• _Set exercise_
Copy out all of the material below, switching every "Drop a point" to "Place a mark" and keeping everything else the same.

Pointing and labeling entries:
++++++++++++++++++++

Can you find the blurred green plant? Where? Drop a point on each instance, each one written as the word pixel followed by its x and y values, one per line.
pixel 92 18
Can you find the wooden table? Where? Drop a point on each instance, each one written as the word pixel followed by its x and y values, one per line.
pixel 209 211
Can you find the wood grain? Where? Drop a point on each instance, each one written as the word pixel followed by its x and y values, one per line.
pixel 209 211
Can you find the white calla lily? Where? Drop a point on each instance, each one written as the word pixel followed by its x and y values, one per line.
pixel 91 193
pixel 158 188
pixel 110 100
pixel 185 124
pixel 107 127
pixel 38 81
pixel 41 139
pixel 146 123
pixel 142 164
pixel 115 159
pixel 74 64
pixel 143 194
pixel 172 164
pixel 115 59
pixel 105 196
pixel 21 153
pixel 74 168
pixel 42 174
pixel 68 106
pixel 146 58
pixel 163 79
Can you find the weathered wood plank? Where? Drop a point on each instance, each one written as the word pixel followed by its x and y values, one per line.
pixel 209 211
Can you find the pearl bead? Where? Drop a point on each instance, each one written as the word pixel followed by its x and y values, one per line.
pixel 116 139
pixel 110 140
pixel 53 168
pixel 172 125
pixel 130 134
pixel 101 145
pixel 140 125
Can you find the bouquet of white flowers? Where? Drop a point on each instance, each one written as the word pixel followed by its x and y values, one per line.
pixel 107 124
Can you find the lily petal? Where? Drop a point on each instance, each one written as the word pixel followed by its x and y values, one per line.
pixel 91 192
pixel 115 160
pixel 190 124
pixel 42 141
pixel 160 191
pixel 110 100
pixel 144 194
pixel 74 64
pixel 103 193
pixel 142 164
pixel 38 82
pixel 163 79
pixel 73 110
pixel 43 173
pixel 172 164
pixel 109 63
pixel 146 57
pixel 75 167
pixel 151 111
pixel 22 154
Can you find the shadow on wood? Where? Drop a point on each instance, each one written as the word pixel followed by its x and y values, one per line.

++++++++++++++++++++

• _Solution_
Can you find the blurred green plant? Where? Place a mark on each instance, each one written as the word pixel followed by its x and y values, one per line.
pixel 92 18
Can you find the wooden table? Where? Place a mark on each instance, each one written as the word pixel followed by its x and y values, one per line.
pixel 209 211
Can you find the wood grain? Where? Place a mark on each instance, each one written as the word pixel followed by its x and y values, one per line.
pixel 209 211
Can you find the white calla lily? Where? Place a mark on each instance, each one written as the word pixel followed by its x and y values, one per line.
pixel 91 193
pixel 158 188
pixel 110 100
pixel 185 124
pixel 107 127
pixel 38 81
pixel 41 139
pixel 146 123
pixel 142 164
pixel 115 159
pixel 74 64
pixel 143 194
pixel 172 164
pixel 115 59
pixel 105 196
pixel 21 153
pixel 74 168
pixel 42 174
pixel 68 106
pixel 146 58
pixel 163 79
Can you find the weathered wood plank? Where? Place a mark on each instance, each one written as the word pixel followed by its x and y values, one per line.
pixel 209 211
Can you find the pearl bead? Where? Place a mark on each instance, each one written as the word pixel followed by its x and y values, one per line.
pixel 116 139
pixel 110 140
pixel 53 168
pixel 172 125
pixel 130 134
pixel 101 145
pixel 140 125
Can you find the bouquet of white flowers? Where? Place a mark on each instance, each one written as the word pixel followed by its x and y values, one per line.
pixel 107 124
Can you find the lily petal? Where? Place a mark on each instance, each one written as the word pixel followed by its x and y values, one per line.
pixel 91 192
pixel 115 160
pixel 190 124
pixel 42 141
pixel 160 191
pixel 110 100
pixel 144 194
pixel 74 64
pixel 103 193
pixel 142 164
pixel 38 82
pixel 163 79
pixel 73 110
pixel 43 173
pixel 172 164
pixel 109 63
pixel 146 57
pixel 75 167
pixel 151 111
pixel 22 154
Can you find the shadow on wood? Where? Place a mark on each instance, each one written as the word pixel followed by its x and y values, one per line.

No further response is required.